→ **TASK**: Output all records verbatim.

→ **WORKING DATA**:
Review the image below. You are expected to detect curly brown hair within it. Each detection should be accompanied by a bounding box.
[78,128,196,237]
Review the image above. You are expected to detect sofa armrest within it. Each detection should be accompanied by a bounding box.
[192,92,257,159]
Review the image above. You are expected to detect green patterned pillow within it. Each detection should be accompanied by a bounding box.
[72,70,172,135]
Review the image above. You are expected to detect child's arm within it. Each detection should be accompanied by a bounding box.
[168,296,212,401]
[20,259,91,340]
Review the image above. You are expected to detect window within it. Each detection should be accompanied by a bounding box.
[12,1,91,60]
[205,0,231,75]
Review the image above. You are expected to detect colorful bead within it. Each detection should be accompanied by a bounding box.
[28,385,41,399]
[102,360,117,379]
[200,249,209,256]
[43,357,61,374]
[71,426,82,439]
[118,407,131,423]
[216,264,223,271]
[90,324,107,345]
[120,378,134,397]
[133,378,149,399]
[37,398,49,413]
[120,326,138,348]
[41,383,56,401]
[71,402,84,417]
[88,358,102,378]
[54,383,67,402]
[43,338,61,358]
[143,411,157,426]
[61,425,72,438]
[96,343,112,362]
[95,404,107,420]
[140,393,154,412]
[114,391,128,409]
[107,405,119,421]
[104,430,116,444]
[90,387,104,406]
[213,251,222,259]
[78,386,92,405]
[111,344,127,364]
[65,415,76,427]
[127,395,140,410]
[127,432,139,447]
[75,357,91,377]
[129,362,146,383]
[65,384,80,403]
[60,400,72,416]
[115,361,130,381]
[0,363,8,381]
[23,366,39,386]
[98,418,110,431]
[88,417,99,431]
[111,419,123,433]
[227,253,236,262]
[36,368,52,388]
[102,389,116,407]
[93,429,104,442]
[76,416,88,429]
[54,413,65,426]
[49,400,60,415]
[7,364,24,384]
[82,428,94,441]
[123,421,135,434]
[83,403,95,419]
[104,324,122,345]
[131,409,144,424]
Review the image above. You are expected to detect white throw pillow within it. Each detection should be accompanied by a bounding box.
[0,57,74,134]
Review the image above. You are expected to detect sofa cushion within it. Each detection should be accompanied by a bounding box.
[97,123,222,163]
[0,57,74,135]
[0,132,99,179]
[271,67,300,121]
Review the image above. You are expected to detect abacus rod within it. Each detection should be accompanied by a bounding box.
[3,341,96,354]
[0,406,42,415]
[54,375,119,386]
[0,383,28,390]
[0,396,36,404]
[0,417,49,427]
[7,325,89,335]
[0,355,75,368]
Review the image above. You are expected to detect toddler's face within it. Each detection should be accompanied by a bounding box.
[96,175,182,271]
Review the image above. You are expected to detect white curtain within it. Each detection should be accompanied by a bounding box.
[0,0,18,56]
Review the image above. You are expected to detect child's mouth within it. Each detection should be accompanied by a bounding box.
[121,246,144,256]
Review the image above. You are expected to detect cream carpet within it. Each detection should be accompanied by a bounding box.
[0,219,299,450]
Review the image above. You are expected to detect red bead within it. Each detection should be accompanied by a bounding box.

→ **THE COMPLETED TASK**:
Review the image below. You are expected to detect curly brown hair within it. Each detection should be accompanied by a bounding box.
[78,128,196,237]
Review the image above. You are expected to detect sofa armrest within it. Each detection should be accompanied by a bounding box.
[192,92,257,159]
Review the image above. You are expected to detect green patterned pillow within it. Each detection should be accompanied by a bounding box.
[72,70,172,135]
Review the image above. You are expected to detect child's arm within it. Each detection should be accompanied by a bounding box.
[168,296,212,401]
[20,259,91,340]
Review the image above. You are expected to detect window within it. Each detection should be accompanied by a bounding box.
[12,1,91,60]
[205,0,231,75]
Review the image above. You are expected to detect colorful bead within it. Each detection should be accompanied by a bounding box.
[28,385,41,399]
[102,360,117,379]
[200,249,209,256]
[43,357,61,374]
[71,426,82,439]
[118,407,131,423]
[216,264,223,271]
[90,324,107,345]
[120,378,134,397]
[133,378,149,399]
[37,398,49,413]
[120,326,138,348]
[41,383,56,401]
[71,402,84,417]
[88,358,102,378]
[54,383,67,402]
[43,338,61,358]
[143,411,157,426]
[61,425,72,438]
[96,343,112,362]
[95,404,107,420]
[140,393,154,412]
[114,391,128,409]
[107,405,119,421]
[104,430,116,444]
[90,387,104,406]
[213,251,222,259]
[78,386,92,405]
[111,344,127,364]
[65,415,76,427]
[127,395,140,410]
[127,432,139,447]
[75,357,91,377]
[129,362,146,383]
[65,384,80,403]
[60,400,72,416]
[115,361,130,381]
[0,363,8,381]
[23,366,39,386]
[98,418,110,431]
[88,417,99,431]
[111,419,123,433]
[227,253,236,262]
[36,368,52,388]
[102,389,116,407]
[93,429,104,442]
[76,416,88,429]
[54,413,65,426]
[49,400,60,415]
[7,364,24,384]
[82,428,94,441]
[123,421,135,434]
[83,403,95,419]
[104,324,122,345]
[131,409,144,424]
Review the image above. You are expected to detect white throw pillow within it. Each detection should be accompanied by a bounding box.
[0,57,74,134]
Review the image above. You are expected to detect sofa cushion within it. Each detection should be accompanied by a bounding box.
[97,123,222,163]
[0,57,74,135]
[0,132,99,179]
[271,67,300,121]
Review the image above. You are expected to detect abacus rod within it. Each detection should be accompanied by a bounding box.
[3,341,96,354]
[0,406,42,415]
[54,375,119,386]
[0,383,28,390]
[0,396,36,404]
[0,417,49,427]
[7,325,89,335]
[0,355,75,368]
Review the image above. You are expected to detect toddler's face within it. Each detection should be accompanied by a bounding box.
[96,175,182,271]
Review the image above. You are expected to detect white curtain within it. Each detection should be accompanied by a bounding box.
[0,0,18,56]
Review the image above. You are expected to detect child's mouth within it. Each detection should be accompanied by a bounding box.
[121,246,144,256]
Review the image above. You are expected to detect cream carpet within it. Each detection should be accompanied by a bounding box.
[0,219,299,450]
Review the image above. You are expected to detect red bead within it. Each detection should be accompanied by a bounding box.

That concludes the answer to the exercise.